→ **EXERCISE DESCRIPTION**: Look for "rough" in each line of the entries, and return the matching lines.

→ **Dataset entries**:
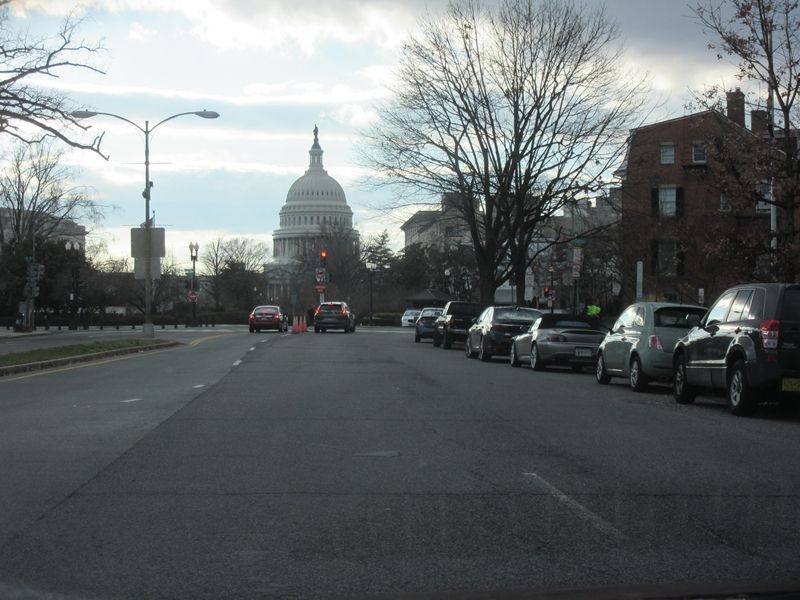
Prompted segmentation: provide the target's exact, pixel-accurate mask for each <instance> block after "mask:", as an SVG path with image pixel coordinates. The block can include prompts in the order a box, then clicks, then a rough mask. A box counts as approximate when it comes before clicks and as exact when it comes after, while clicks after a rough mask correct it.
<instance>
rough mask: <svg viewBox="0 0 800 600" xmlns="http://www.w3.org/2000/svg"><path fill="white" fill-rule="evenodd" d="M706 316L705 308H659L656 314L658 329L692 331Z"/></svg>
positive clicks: (666, 307)
mask: <svg viewBox="0 0 800 600" xmlns="http://www.w3.org/2000/svg"><path fill="white" fill-rule="evenodd" d="M704 314H706V310H705V309H704V308H689V307H680V306H669V307H665V308H659V309H658V310H656V312H655V317H656V320H655V324H656V327H675V328H676V329H690V328H692V327H694V326H695V325H698V324H699V323H700V319H702V318H703V315H704Z"/></svg>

→ **THE ANSWER**:
Prompted segmentation: provide the target's exact, pixel-accurate mask for each <instance> block after "mask:", as an SVG path with image pixel coordinates. The block can include prompts in the order a box, then clicks, then a rough mask. A box counts as approximate when it comes before clicks and as exact when it comes after, while clicks after a rough mask correct it.
rough mask: <svg viewBox="0 0 800 600" xmlns="http://www.w3.org/2000/svg"><path fill="white" fill-rule="evenodd" d="M706 316L705 308H659L656 314L658 329L692 331Z"/></svg>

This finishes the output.